SEZIONE DEL DOCUMENTO
○ ○ ○ ○ ○
Ne è un esempio Giovanni Pascoli (1855-1912), poeta sradicato e isolato che nelle sue poesie più riuscite insegue impressioni paesaggistiche e si immerge nei ritmi e nei riti della vita agricola in un’epoca nella quale la letteratura europea si misurava con i temi del progresso industriale e del ruolo dell’arte all’interno della trionfante società borghese. Un poeta, dunque, che riflette l’arretratezza economica, sociale e culturale di allora, ma che, ciò nonostante, riesce ad attingere vette poetiche degne della più alta lirica europea. 

Altro esempio significativo è quello di Italo Svevo (1861-1928) per la narrativa: vive e opera a Trieste, lontano dunque dai centri culturali più vivaci come Milano, Firenze o Roma, ma questa sua perifericità sembra quasi aiutarlo a scrivere romanzi innovativi e in linea con le più avanzate esperienze della narrativa europea. 

La biblioteca di casa Leopardi
Fonte: ansa

Negli anni della sua formazione Leopardi viveva a Recanati, una cittadina alla periferia del già di per sé periferico Stato della Chiesa. Recanati non aveva una vita culturale, era estranea ai dibattiti intorno alle nuove forme letterarie che si svolgevano a Milano o a Firenze, non conosceva i fermenti politici che agitavano gli intellettuali impegnati nella polemica tra classicisti e romantici. L’unico strumento a disposizione di Leopardi per formarsi una cultura era la ricca biblioteca di suo padre, e quindi, più che sui moderni si era formato sui classici greci e latini. Solo in seguito, era venuto a contatto con la moderna cultura borghese (soprattutto a Milano e Firenze), ma a essa si era sempre sentito estraneo.  

Eppure, è uno dei pochi intellettuali italiani prima dell’Unità in linea con la cultura europea dell’epoca.

2La vita

Giacomo è un bambino straordinariamente precoce. Per molti anni si dedica intensamente agli studi nella ricca biblioteca che il padre Monaldo aveva raccolto nel palazzo di Recanati. 

Casa Leopardi a Recanati
Fonte: ansa

Sono gli anni che lui stesso definirà «di studio matto e disperatissimo». Acquisisce una così profonda conoscenza delle lingue e delle culture antiche (latine, greche ed ebraica) da essere considerato un filologo classico di livello europeo.

È tramite questi studi che arriva a concepire il mito, a cui resterà a lungo fedele, dell’antichità come età felice dell’uomo, di un’epoca cioè nella quale gli uomini, non corrotti dalla conoscenza, vivendo in simbiosi con la natura potevano coltivare le loro illusioni sulla vita e sul mondo, alimentarsi di immaginazioni, nutrire forti sentimenti ed esercitare la virtù.

Nel biennio 1815-16 accanto all’interesse per gli studi eruditi e filologici si fa sempre più forte quello per i valori artistici e per letteratura, anche contemporanea: Leopardi parla di «conversione dall’erudizione al bello».
○ ○ ○ ○ ○
ESTRATTO DEI DATI
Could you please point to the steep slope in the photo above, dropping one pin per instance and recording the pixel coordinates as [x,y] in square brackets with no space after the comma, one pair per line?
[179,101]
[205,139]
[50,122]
○ ○ ○ ○ ○
PROBLEMA ASSEGNATO
Rendi in inglese la seguente frase della sezione del documento: «Recanati non aveva una vita culturale, era estranea ai dibattiti intorno alle nuove forme letterarie che si svolgevano a Milano o a Firenze, non conosceva i fermenti politici che agitavano gli intellettuali impegnati nella polemica tra classicisti e romantici.»

RISPOSTA QUI SOTTO
Recanati had no cultural life; it was removed from the debates over the new literary forms taking place in Milan or Florence, and it knew nothing of the political ferment that stirred the intellectuals engaged in the controversy between classicists and Romantics.